Text segment:
┄┄┄┄┄┄┄┄┄┄

Austrian Parliament has approved national Covid-19 vaccine mandate for adults, effective from February 1 – the first of its kind in Europe.
Lawmakers voted 137 to 33 to approve the mandate, which will apply to all residents of Austria aged 18 and over. Exempted from the mandate are pregnant women, individuals who for medical reasons can’t be vaccinated and people who have recovered from a coronavirus infection in the past six months.
Officials say the mandate is necessary because vaccination rates remain too low in the small Alpine country.
Chancellor Karl Nehammer’s governing coalition worked with two of the three opposition parties in parliament on the plan to implement the mandate. It calls for the vaccine mandate to go into effect at the beginning of February, but enforcement will start in mid-March.
Health Minister Wolfgang Mueckstein, speaking in parliament, called the measure a “big, and, for the first time, also lasting step” in Austria’s fight against the pandemic.
“This is how we can manage to escape the cycle of opening and closing, of lockdowns,” he said, noting that it’s about fighting not just omicron, but any future variants that might emerge. “That is why this law is so urgently needed right now.”
To start with, authorities will write to every household to inform them of the new rules.
From mid-March, police will start checking people’s vaccination status during routine checks; people who can’t produce proof of vaccination will be asked in writing to do so, and will be fined up to 600 euros ($1000) if they don’t.
If authorities judge the country’s vaccination progress still to be insufficient, Nehammer says they would then send reminders to people who remain unvaccinated. If that still doesn’t work, people would be sent a vaccination appointment and fined if they don’t keep it. Officials hope they won’t need to use the last measure.
Fines could reach 3600 euros ($6000) if people contest their punishment and full proceedings are opened.

┄┄┄┄┄┄┄┄┄┄

Data below:
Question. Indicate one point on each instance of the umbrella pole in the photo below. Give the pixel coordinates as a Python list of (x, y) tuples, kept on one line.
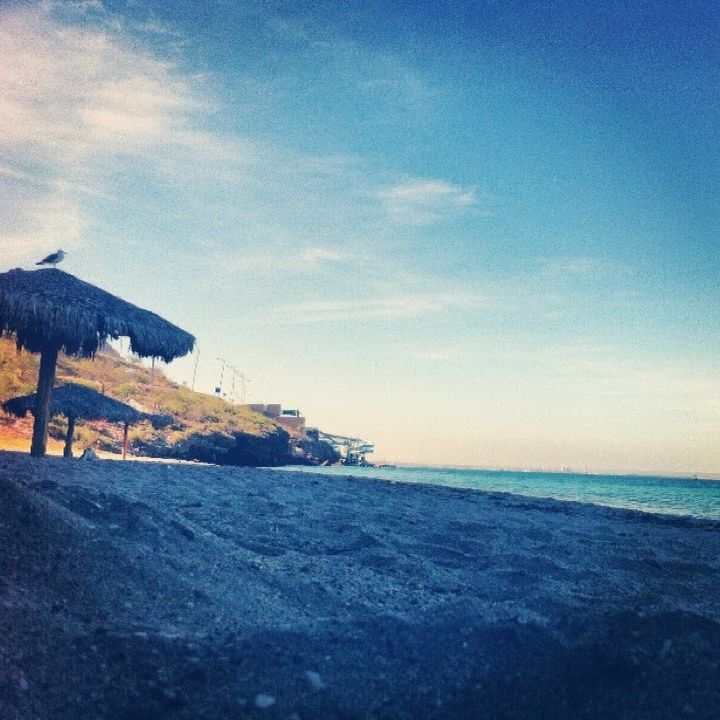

┄┄┄┄┄┄┄┄┄┄

Activity: Substitute "Legislators" for "Lawmakers" in the stretch of the Austrian vaccine mandate text from "Austrian Parliament has" through "start in mid-March.", and write out that stretch. You won't need the lines to do this.

Expected output:
Austrian Parliament has approved national Covid-19 vaccine mandate for adults, effective from February 1 – the first of its kind in Europe.
Legislators voted 137 to 33 to approve the mandate, which will apply to all residents of Austria aged 18 and over. Exempted from the mandate are pregnant women, individuals who for medical reasons can’t be vaccinated and people who have recovered from a coronavirus infection in the past six months.
Officials say the mandate is necessary because vaccination rates remain too low in the small Alpine country.
Chancellor Karl Nehammer’s governing coalition worked with two of the three opposition parties in parliament on the plan to implement the mandate. It calls for the vaccine mandate to go into effect at the beginning of February, but enforcement will start in mid-March.